[What is being asked]: Quote precisely the final stretch of the listing: start at the line containing "Objective: for every instance of the necktie, indicate" and stop after the last line.

[Entries provided]:

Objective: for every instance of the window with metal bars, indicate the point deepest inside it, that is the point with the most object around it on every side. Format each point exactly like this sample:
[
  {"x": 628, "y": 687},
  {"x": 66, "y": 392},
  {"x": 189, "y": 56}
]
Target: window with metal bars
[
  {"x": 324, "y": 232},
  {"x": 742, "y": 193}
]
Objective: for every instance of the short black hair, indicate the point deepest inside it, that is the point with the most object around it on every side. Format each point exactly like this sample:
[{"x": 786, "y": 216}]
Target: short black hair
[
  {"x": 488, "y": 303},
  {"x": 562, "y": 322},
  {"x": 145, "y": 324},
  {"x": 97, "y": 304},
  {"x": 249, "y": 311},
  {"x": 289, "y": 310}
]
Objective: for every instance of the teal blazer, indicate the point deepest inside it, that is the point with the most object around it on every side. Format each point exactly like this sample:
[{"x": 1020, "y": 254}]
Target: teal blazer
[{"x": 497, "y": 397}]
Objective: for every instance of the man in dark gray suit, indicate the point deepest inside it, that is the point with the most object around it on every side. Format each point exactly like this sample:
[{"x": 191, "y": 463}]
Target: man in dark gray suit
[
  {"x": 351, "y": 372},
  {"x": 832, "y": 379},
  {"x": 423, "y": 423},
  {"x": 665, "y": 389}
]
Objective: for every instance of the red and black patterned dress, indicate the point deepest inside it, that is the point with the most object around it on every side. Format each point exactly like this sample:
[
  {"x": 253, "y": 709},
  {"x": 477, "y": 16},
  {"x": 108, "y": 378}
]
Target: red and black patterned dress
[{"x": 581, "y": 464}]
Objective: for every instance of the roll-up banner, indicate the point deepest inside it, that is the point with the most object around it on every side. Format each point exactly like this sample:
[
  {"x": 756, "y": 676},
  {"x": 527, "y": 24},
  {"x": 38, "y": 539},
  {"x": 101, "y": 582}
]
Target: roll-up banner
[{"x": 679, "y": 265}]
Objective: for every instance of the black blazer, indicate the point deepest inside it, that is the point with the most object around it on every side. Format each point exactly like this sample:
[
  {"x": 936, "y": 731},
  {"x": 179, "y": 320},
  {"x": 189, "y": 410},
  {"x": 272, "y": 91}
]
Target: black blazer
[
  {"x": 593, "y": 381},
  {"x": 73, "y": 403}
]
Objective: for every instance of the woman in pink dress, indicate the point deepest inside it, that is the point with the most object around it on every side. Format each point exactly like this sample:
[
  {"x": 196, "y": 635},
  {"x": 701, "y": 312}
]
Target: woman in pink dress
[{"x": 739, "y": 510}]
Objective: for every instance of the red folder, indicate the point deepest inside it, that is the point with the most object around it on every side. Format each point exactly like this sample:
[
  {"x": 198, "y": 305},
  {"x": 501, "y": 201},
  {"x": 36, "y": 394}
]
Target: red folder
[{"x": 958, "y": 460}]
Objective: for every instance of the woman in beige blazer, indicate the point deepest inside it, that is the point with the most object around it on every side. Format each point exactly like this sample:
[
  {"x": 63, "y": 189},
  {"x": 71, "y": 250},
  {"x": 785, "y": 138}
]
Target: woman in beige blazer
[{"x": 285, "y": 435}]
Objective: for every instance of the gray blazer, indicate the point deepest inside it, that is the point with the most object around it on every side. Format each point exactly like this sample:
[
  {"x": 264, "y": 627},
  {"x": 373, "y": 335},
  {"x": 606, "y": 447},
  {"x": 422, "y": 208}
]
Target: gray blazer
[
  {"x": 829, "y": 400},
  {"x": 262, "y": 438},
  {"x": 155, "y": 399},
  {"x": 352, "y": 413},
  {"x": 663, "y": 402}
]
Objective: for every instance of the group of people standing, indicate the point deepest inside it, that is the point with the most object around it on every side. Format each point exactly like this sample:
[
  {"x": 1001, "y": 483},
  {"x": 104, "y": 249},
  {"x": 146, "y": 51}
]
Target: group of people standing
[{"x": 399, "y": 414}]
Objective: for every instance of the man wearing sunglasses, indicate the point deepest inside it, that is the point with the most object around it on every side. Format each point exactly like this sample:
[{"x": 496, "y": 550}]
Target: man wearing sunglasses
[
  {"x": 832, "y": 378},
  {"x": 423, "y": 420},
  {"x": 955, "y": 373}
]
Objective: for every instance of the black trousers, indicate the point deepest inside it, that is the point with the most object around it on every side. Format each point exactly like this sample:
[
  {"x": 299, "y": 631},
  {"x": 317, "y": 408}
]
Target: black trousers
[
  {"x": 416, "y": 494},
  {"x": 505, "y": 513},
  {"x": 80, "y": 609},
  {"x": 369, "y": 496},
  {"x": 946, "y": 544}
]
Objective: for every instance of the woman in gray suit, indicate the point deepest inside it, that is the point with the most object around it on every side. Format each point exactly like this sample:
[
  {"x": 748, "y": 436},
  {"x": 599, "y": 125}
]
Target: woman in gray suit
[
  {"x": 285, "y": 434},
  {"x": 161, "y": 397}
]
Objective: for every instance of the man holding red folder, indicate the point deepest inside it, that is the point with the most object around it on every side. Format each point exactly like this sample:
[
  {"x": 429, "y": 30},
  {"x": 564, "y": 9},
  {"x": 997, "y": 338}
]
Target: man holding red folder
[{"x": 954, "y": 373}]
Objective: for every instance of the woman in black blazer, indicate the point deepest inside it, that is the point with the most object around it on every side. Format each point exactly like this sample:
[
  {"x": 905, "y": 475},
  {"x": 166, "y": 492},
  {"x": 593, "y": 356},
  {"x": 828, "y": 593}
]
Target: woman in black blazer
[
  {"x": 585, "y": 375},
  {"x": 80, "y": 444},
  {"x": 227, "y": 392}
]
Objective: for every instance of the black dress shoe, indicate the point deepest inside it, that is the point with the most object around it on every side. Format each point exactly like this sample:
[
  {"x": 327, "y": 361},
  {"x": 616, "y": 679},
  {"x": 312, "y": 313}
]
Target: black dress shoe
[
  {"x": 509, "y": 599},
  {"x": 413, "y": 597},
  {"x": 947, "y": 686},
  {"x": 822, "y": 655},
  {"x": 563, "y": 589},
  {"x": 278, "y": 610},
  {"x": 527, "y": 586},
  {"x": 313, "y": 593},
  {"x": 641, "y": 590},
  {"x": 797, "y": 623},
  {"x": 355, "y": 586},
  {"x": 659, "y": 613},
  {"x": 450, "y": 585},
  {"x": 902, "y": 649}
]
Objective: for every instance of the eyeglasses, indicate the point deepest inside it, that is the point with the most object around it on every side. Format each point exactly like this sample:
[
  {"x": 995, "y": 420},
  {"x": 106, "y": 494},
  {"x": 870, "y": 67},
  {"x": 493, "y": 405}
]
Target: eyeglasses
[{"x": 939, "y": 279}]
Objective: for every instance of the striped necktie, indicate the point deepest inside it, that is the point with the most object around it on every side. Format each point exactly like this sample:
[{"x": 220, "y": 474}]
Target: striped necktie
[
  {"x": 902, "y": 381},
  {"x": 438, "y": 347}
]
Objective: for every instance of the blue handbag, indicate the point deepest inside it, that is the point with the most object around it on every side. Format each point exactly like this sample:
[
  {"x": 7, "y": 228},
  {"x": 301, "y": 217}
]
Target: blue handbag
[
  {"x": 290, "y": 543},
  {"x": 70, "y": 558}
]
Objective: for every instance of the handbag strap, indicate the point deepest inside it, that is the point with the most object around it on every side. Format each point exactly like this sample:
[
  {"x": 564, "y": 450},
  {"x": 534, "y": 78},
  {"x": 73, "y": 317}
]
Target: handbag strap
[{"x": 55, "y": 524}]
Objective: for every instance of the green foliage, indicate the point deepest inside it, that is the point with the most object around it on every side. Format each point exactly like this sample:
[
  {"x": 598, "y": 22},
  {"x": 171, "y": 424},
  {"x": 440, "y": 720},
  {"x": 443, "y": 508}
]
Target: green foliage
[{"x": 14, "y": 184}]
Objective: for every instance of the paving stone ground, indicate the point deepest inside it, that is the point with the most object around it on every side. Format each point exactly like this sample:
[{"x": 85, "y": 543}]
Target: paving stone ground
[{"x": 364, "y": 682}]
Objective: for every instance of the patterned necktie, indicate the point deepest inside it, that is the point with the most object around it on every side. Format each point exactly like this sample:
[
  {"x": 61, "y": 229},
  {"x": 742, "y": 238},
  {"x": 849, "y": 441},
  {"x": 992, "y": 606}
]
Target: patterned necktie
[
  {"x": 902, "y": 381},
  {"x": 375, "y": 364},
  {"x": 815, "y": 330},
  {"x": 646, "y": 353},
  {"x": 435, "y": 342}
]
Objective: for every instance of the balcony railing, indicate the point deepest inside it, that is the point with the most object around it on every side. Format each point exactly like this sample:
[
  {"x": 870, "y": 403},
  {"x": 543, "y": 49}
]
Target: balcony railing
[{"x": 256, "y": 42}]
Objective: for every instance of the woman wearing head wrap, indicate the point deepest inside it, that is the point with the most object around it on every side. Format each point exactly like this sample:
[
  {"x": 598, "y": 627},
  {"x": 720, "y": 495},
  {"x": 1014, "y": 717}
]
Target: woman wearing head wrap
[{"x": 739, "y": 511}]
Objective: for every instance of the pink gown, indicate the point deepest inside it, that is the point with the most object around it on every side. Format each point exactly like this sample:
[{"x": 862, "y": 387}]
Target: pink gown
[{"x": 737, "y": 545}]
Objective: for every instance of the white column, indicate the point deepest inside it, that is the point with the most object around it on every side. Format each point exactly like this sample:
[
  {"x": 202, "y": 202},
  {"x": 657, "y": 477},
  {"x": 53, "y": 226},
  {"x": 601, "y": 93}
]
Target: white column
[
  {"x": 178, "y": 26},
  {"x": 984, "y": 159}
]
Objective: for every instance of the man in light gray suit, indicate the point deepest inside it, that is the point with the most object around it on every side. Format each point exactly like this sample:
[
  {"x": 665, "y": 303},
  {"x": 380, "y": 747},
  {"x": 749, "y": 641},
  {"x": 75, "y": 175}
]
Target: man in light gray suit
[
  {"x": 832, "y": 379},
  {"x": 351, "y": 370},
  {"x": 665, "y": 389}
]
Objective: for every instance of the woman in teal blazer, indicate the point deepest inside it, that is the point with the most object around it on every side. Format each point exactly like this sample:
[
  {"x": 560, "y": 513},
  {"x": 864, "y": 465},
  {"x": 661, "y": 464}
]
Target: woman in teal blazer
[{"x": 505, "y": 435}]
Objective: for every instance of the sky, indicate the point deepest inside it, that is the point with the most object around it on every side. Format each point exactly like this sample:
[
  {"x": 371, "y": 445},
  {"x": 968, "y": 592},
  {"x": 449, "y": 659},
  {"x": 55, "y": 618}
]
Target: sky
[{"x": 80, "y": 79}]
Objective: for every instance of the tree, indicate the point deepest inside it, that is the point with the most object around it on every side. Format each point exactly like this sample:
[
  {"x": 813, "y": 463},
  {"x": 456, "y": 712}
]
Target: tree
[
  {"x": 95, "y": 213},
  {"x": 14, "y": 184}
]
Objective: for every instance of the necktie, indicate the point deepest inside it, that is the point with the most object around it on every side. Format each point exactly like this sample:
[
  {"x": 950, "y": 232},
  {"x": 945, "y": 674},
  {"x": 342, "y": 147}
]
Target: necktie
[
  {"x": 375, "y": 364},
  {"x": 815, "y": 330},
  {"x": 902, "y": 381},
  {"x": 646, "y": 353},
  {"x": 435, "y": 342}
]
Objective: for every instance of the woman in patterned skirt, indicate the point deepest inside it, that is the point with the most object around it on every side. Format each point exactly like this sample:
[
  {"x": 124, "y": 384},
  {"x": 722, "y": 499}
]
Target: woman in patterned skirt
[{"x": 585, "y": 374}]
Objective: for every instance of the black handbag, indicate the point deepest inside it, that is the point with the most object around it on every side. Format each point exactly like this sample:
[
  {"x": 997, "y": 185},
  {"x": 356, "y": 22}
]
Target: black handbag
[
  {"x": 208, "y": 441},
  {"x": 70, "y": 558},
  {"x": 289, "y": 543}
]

[Task answer]:
Objective: for every instance of the necktie, indicate the point deepest inside it, that is the point with the most object around it on every side. Format each point exactly like this sample:
[
  {"x": 950, "y": 232},
  {"x": 945, "y": 674},
  {"x": 342, "y": 147}
]
Target: necktie
[
  {"x": 375, "y": 364},
  {"x": 815, "y": 330},
  {"x": 902, "y": 381},
  {"x": 646, "y": 353},
  {"x": 435, "y": 342}
]
Objective: for every instance of the woman in patterned skirt, indicate the point deepest inside it, that is the point with the most object around it on every side. Format each point exactly like this sample:
[
  {"x": 124, "y": 384},
  {"x": 722, "y": 499}
]
Target: woman in patterned skirt
[{"x": 585, "y": 374}]
Objective: for every instance of the black handbag, indicate the point deepest inside it, that is the point with the most object around it on every side. Format each point exactly like this sample:
[
  {"x": 997, "y": 185},
  {"x": 356, "y": 22}
]
Target: black handbag
[
  {"x": 208, "y": 441},
  {"x": 70, "y": 558},
  {"x": 289, "y": 543}
]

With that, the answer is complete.